Count the lines of the material below that contain the word "blue". Reply with that number alone.

● ● ●

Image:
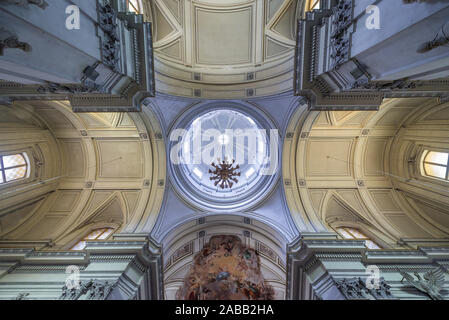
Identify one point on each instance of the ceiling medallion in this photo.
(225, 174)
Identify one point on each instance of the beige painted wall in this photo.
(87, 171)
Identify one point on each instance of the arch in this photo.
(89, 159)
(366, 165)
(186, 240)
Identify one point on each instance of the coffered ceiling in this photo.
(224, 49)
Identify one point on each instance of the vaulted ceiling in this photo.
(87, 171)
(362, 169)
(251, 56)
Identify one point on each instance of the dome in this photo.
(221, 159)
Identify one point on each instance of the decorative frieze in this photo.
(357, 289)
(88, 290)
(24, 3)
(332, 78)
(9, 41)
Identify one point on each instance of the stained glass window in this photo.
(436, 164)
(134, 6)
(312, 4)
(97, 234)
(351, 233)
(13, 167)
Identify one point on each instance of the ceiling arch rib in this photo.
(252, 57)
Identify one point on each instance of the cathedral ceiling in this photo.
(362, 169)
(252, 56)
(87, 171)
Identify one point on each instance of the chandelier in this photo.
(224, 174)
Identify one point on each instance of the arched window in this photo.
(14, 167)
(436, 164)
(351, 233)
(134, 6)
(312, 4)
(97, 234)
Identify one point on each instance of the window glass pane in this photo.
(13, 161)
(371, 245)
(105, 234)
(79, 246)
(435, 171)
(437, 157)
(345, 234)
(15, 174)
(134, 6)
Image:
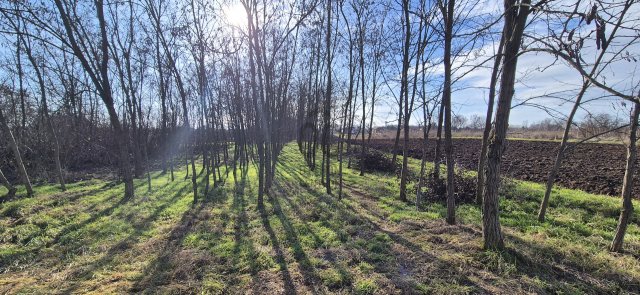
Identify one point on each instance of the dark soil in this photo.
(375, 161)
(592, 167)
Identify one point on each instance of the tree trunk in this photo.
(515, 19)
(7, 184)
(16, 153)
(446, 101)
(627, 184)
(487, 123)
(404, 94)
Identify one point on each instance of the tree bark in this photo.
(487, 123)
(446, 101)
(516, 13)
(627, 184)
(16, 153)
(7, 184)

● ● ●

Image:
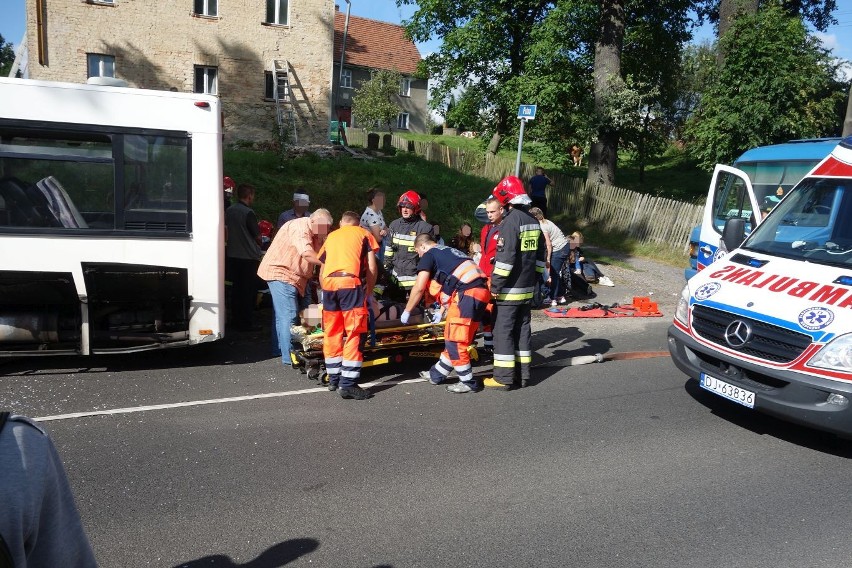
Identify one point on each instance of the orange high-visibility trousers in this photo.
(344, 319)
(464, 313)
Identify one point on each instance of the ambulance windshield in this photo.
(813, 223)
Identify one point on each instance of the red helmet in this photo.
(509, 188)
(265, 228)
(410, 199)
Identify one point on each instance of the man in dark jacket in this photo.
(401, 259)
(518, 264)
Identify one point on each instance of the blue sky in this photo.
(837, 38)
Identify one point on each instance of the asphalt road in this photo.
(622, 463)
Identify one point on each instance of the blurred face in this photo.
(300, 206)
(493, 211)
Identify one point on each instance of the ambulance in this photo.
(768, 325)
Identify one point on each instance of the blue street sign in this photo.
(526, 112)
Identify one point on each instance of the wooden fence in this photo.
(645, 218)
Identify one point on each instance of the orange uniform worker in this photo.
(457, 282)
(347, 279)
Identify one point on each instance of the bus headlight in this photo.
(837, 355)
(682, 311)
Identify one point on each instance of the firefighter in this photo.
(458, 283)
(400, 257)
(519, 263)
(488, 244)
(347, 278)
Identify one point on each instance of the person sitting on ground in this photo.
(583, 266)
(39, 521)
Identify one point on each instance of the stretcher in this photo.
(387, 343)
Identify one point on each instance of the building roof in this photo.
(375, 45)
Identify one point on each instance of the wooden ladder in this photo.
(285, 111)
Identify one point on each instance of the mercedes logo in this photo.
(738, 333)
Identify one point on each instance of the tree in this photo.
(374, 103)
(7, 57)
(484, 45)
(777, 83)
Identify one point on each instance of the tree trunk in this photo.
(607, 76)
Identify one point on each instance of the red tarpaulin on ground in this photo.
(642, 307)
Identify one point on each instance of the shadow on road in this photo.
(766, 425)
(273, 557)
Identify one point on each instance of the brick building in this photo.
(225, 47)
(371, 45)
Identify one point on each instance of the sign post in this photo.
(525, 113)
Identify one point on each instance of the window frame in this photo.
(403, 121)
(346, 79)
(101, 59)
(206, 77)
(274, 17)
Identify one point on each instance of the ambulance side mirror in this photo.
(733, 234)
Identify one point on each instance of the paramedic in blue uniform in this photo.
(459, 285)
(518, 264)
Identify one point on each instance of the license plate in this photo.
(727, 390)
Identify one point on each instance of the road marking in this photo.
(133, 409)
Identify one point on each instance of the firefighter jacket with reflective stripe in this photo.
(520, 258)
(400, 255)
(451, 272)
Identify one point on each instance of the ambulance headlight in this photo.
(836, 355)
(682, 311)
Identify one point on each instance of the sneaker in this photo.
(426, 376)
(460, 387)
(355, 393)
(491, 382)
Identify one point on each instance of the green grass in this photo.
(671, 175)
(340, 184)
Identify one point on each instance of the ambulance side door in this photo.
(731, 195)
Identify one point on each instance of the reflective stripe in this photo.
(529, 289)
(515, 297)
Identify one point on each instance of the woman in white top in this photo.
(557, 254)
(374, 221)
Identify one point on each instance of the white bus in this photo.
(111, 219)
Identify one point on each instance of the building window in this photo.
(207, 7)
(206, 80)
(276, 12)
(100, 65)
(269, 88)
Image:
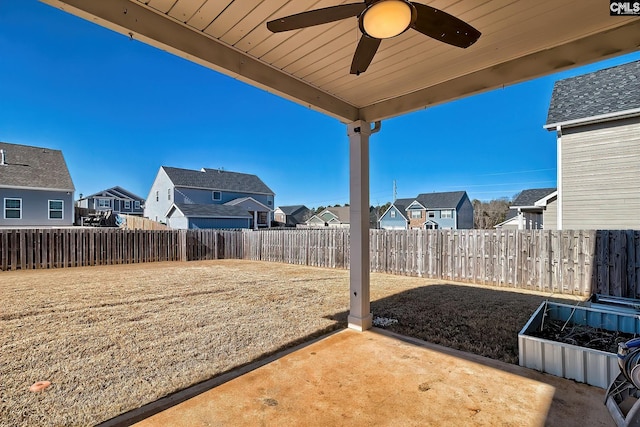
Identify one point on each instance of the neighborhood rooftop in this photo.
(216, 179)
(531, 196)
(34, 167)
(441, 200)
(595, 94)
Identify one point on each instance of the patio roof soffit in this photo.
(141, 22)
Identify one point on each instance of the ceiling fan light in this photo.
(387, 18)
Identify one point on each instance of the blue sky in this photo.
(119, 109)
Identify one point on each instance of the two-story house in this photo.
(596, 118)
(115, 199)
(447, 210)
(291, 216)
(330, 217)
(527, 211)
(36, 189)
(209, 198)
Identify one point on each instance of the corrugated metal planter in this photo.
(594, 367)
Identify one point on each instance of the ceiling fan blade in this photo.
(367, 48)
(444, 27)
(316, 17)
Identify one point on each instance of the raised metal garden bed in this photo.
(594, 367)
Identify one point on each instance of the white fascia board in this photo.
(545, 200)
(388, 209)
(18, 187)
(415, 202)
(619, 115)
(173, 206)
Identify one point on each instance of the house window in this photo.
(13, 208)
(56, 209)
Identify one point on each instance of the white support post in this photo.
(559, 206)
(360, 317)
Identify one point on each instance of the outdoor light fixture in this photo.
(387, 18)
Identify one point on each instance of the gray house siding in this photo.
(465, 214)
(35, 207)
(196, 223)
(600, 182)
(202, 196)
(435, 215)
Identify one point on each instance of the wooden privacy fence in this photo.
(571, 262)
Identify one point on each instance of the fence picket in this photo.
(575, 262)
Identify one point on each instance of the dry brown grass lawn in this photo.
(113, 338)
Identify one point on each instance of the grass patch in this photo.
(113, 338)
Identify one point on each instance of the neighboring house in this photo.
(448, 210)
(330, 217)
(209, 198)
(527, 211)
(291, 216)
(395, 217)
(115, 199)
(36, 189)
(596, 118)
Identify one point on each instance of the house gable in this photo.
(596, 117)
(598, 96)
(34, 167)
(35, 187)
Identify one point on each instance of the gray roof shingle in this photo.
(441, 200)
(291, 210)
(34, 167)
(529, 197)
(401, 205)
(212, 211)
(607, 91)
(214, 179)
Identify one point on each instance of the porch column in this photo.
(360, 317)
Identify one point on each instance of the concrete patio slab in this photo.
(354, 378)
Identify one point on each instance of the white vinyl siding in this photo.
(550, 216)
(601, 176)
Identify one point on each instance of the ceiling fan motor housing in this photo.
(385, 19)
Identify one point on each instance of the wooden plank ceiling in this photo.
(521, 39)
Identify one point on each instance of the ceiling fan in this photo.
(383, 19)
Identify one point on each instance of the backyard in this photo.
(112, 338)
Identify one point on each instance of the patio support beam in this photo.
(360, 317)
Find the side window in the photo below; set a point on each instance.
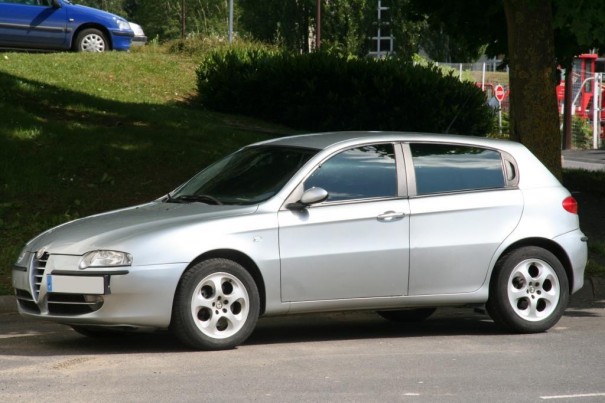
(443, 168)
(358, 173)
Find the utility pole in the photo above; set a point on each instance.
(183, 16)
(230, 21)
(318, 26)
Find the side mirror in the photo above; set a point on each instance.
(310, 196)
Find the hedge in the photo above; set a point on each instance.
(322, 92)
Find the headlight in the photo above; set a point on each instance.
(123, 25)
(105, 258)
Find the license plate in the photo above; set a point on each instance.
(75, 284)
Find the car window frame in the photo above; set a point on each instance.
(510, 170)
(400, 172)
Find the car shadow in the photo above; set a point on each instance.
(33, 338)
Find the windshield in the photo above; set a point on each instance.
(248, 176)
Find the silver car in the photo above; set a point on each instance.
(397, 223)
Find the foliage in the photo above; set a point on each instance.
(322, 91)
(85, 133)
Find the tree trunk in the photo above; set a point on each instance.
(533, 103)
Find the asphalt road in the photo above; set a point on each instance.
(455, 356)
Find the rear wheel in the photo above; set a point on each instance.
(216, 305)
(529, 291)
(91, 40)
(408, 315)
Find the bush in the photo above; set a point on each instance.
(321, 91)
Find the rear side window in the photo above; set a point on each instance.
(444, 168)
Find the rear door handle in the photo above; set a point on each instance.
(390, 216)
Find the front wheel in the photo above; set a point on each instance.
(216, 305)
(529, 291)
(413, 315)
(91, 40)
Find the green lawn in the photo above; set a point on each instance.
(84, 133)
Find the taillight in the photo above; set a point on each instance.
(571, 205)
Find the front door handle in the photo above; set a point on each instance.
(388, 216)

● ● ●

(Expected answer): 4